Set problem: Transcribe each line exactly.

Extracted material:
_____

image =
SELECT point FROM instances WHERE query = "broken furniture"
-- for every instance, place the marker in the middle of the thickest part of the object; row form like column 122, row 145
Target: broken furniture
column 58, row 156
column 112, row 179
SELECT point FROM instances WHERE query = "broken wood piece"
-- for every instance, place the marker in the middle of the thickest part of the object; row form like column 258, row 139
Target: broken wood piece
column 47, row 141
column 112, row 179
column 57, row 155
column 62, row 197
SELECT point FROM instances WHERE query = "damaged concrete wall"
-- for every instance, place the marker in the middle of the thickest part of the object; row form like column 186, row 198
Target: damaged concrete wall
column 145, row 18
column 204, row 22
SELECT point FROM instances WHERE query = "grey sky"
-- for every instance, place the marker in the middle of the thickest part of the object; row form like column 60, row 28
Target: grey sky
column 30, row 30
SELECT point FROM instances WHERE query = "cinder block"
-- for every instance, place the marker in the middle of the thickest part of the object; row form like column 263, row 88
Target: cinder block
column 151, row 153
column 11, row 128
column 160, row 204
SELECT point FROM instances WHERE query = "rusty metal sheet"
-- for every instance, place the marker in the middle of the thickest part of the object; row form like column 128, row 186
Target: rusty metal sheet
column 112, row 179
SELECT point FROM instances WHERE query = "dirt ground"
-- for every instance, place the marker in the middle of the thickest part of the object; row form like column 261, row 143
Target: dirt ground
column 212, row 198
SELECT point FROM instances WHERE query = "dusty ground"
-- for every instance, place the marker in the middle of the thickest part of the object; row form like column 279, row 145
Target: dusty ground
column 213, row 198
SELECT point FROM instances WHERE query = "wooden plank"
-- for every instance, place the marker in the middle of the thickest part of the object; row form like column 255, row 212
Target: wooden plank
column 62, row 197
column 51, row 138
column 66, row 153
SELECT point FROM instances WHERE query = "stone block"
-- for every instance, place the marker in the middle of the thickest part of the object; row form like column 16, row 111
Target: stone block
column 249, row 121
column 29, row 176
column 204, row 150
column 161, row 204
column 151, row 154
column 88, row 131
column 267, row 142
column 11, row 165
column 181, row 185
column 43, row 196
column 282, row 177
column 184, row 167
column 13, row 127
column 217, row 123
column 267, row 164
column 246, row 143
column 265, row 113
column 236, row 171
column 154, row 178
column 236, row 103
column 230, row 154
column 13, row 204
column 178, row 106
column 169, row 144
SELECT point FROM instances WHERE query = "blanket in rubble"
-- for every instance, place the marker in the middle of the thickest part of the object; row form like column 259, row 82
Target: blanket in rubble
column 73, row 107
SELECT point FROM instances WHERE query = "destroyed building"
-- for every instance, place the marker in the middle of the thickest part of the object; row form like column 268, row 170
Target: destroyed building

_____

Written reply:
image =
SELECT point FROM instances WHERE query = "broken furniture"
-- for every instance, place the marker in the middle of the thickest part of the object; row form like column 122, row 145
Target: broken furniture
column 58, row 156
column 112, row 179
SELECT point FROM instances WHERE query = "broken wood piece"
-- for every instance, place the marker in the middle of the thickest part of the object; row form like column 258, row 139
Target: broken wood piece
column 47, row 141
column 112, row 179
column 57, row 155
column 62, row 197
SELECT point FROM instances WHERE query = "damaged concrete wall"
-- for every instance, place the marker in the middle of the thickest part of the object; row form like column 186, row 198
Target: damaged concrete wall
column 145, row 18
column 204, row 22
SELECT point FROM instances WHERE query = "grey sky"
-- for every instance, place the marker in the middle of the thickest part of the object; row form like column 60, row 28
Target: grey sky
column 30, row 30
SELECT point FROM instances WHERE query = "cinder block"
-- for every instance, place the marker in the middle of the thickest part of the object; row form like column 263, row 88
Target: cinder block
column 151, row 153
column 11, row 128
column 160, row 204
SELECT point FROM instances WHERE query = "rusty metal sheet"
-- for every instance, place the marker in the middle of the thickest part of the object; row form like column 128, row 186
Target: rusty metal sheet
column 112, row 179
SELECT point FROM instances WHERE query = "dirt ground"
-- for every instance, place the marker in the middle of the thickest part of the object; row form like column 261, row 143
Target: dirt ground
column 212, row 198
SELECT point FROM instances WHERE query = "dusty ground"
-- for every instance, place the marker in the middle of the thickest part of the object; row form like column 279, row 145
Target: dusty ground
column 213, row 198
SELECT point FROM instances WHERE query = "wooden plank"
-- for every instance, place the marker in the middle of the thickest part of the object; row form like column 255, row 212
Target: wooden plank
column 62, row 197
column 51, row 138
column 66, row 153
SELECT point FROM instances WHERE query = "stone block"
-- for every instance, place the marker in the middle of the thickest part of the object; row form like column 16, row 111
Target: stone block
column 249, row 121
column 29, row 176
column 204, row 150
column 161, row 204
column 151, row 154
column 88, row 131
column 267, row 142
column 11, row 165
column 181, row 185
column 43, row 196
column 282, row 177
column 184, row 167
column 13, row 127
column 217, row 123
column 267, row 164
column 246, row 143
column 265, row 113
column 236, row 171
column 154, row 178
column 236, row 103
column 230, row 154
column 13, row 204
column 178, row 106
column 169, row 144
SELECT point FROM instances WHERE query = "blanket in rubble"
-- for every instance, place the marker in the middle of the thickest part of the object; row form like column 259, row 82
Target: blanket in rubble
column 73, row 107
SELECT point FROM instances WHERE query = "destroyed building"
-- for every instance, place the marker in the middle of the thickest part of the object; row form like column 268, row 170
Target: destroyed building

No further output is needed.